### Directions for this task
Report each line of the data that contains the string "mountain", treating uppercase and lowercase letters as distinct.

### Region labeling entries
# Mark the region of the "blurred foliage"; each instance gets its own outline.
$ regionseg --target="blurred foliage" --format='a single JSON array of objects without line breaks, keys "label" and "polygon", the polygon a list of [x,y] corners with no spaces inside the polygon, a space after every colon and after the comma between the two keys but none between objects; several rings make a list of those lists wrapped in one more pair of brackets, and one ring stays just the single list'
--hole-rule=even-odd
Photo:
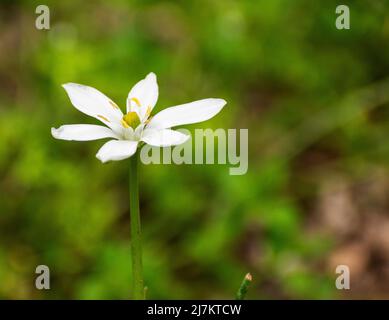
[{"label": "blurred foliage", "polygon": [[[343,1],[344,2],[344,1]],[[330,179],[387,176],[389,3],[346,1],[41,1],[0,4],[0,298],[130,298],[128,163],[102,165],[101,141],[54,140],[50,127],[94,123],[61,84],[98,88],[122,108],[154,71],[156,111],[228,101],[210,128],[249,128],[249,171],[143,165],[149,298],[333,298],[320,227]],[[204,124],[191,129],[205,128]],[[35,267],[51,290],[34,287]]]}]

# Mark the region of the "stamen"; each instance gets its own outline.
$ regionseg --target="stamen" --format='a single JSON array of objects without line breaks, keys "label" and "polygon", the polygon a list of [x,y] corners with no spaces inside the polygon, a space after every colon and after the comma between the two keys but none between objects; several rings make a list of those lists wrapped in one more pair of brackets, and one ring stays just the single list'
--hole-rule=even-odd
[{"label": "stamen", "polygon": [[122,122],[125,122],[128,126],[132,127],[133,129],[135,129],[140,124],[139,116],[134,111],[128,112],[123,117]]},{"label": "stamen", "polygon": [[109,104],[110,104],[112,107],[114,107],[115,109],[120,109],[120,108],[118,107],[118,105],[117,105],[115,102],[111,101],[111,100],[109,100]]},{"label": "stamen", "polygon": [[103,119],[104,121],[110,122],[106,117],[102,116],[101,114],[98,114],[97,117]]},{"label": "stamen", "polygon": [[136,105],[138,107],[140,107],[140,101],[137,98],[133,97],[133,98],[130,99],[130,101],[134,101],[136,103]]},{"label": "stamen", "polygon": [[120,121],[124,128],[130,128],[130,126],[123,119]]},{"label": "stamen", "polygon": [[146,110],[146,116],[149,117],[150,114],[151,114],[151,107],[148,106],[148,107],[147,107],[147,110]]}]

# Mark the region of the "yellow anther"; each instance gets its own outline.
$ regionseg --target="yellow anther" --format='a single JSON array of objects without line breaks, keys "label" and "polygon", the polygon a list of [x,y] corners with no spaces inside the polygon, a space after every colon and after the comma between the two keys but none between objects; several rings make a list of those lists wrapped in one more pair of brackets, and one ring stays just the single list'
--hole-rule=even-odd
[{"label": "yellow anther", "polygon": [[[129,127],[132,127],[133,129],[135,129],[139,124],[140,124],[140,120],[139,120],[139,116],[136,112],[134,111],[130,111],[128,112],[122,119],[122,124],[123,122],[129,126]],[[127,128],[124,124],[123,126],[125,128]]]},{"label": "yellow anther", "polygon": [[138,107],[140,107],[140,101],[137,98],[131,98],[130,101],[134,101]]},{"label": "yellow anther", "polygon": [[147,107],[147,110],[146,110],[146,116],[149,117],[150,114],[151,114],[151,107],[148,106],[148,107]]},{"label": "yellow anther", "polygon": [[120,121],[124,128],[130,128],[130,126],[123,119]]},{"label": "yellow anther", "polygon": [[110,122],[106,117],[102,116],[101,114],[98,114],[97,117],[103,119],[104,121]]},{"label": "yellow anther", "polygon": [[120,108],[118,107],[118,105],[117,105],[115,102],[111,101],[111,100],[109,100],[109,104],[110,104],[112,107],[114,107],[115,109],[120,109]]}]

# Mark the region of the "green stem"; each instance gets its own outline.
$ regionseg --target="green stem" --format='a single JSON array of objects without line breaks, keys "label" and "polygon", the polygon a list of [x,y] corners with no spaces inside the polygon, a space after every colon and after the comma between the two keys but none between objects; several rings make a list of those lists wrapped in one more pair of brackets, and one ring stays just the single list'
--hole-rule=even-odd
[{"label": "green stem", "polygon": [[144,299],[142,244],[139,214],[138,158],[136,152],[130,158],[130,223],[131,223],[131,258],[132,258],[132,292],[133,299]]},{"label": "green stem", "polygon": [[253,280],[253,278],[252,278],[251,274],[250,273],[246,274],[246,276],[244,277],[242,284],[240,285],[240,288],[236,294],[236,300],[244,300],[244,298],[246,297],[247,289],[248,289],[252,280]]}]

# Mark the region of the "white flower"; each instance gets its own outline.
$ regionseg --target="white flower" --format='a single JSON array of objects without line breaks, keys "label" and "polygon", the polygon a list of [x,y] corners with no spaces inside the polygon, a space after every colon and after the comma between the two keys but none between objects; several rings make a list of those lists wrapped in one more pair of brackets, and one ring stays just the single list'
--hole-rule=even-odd
[{"label": "white flower", "polygon": [[63,125],[51,128],[56,139],[89,141],[113,138],[97,152],[102,162],[123,160],[131,157],[143,141],[157,147],[168,147],[184,143],[189,136],[172,127],[208,120],[224,107],[223,99],[203,99],[167,108],[151,116],[158,100],[157,77],[149,73],[139,81],[127,97],[127,113],[100,91],[76,84],[64,84],[72,104],[81,112],[94,117],[106,126],[93,124]]}]

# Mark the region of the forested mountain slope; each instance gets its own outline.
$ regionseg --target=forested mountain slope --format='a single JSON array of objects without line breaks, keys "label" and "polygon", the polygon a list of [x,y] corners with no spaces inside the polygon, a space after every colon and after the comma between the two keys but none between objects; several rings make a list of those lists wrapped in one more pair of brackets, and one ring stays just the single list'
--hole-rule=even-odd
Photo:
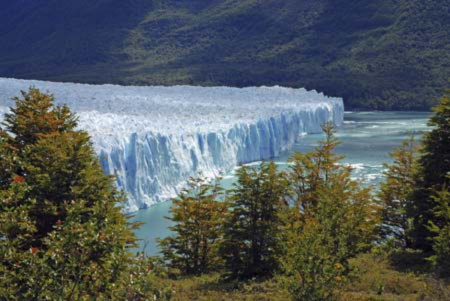
[{"label": "forested mountain slope", "polygon": [[449,86],[447,0],[0,0],[0,76],[285,85],[427,109]]}]

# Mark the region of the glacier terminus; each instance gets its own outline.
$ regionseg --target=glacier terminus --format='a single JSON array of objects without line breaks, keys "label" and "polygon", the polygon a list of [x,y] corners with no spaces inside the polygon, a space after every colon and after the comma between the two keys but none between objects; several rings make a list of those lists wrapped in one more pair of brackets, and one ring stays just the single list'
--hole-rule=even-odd
[{"label": "glacier terminus", "polygon": [[176,195],[190,176],[208,177],[270,159],[303,134],[344,118],[341,98],[283,87],[117,86],[0,78],[0,114],[30,86],[79,116],[101,165],[127,194],[126,212]]}]

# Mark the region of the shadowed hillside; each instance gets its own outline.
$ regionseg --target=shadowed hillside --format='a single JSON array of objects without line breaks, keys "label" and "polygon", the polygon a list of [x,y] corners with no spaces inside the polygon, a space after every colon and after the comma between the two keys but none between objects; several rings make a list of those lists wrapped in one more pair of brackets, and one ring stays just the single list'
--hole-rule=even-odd
[{"label": "shadowed hillside", "polygon": [[304,86],[395,110],[428,109],[450,78],[445,0],[1,2],[3,77]]}]

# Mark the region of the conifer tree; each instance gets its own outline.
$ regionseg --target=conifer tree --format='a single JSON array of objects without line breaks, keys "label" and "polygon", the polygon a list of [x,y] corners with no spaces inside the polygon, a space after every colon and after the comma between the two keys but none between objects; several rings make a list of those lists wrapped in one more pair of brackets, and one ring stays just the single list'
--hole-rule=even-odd
[{"label": "conifer tree", "polygon": [[410,220],[407,208],[414,189],[417,145],[414,137],[402,142],[390,156],[392,164],[384,164],[385,180],[380,184],[378,198],[382,207],[381,235],[384,239],[395,239],[402,246],[410,246]]},{"label": "conifer tree", "polygon": [[375,239],[378,205],[370,188],[351,179],[335,153],[330,124],[315,151],[295,154],[289,179],[294,202],[286,226],[285,270],[294,300],[335,300],[348,276],[348,260]]},{"label": "conifer tree", "polygon": [[434,196],[444,186],[450,186],[447,177],[450,172],[450,94],[447,93],[440,104],[433,108],[435,112],[428,125],[432,130],[422,139],[422,147],[417,164],[414,191],[408,217],[413,220],[411,231],[413,246],[425,252],[432,251],[434,233],[429,224],[439,225],[440,218],[434,215],[437,206]]},{"label": "conifer tree", "polygon": [[227,204],[220,200],[222,188],[206,178],[191,178],[188,187],[173,200],[170,227],[173,236],[160,240],[168,265],[184,275],[199,275],[220,266],[217,241]]},{"label": "conifer tree", "polygon": [[282,252],[281,213],[288,183],[275,163],[242,166],[230,192],[221,254],[230,278],[270,276]]},{"label": "conifer tree", "polygon": [[134,245],[124,199],[66,106],[30,88],[0,129],[0,299],[114,299]]}]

### Response
# Mark the region of the forested mountain slope; each instance gets its own outline.
$ regionseg --target=forested mountain slope --format='a single JSON array of objects without line breaks, keys "label" and "polygon", the polygon a list of [x,y] corners with no spaces inside the polygon, a space after every colon and after the comma between the two keys but none between objects; several rings make a list of those lists wrapped in one more pair of brackets, and one ring stays just the single list'
[{"label": "forested mountain slope", "polygon": [[449,86],[447,0],[0,0],[0,76],[285,85],[427,109]]}]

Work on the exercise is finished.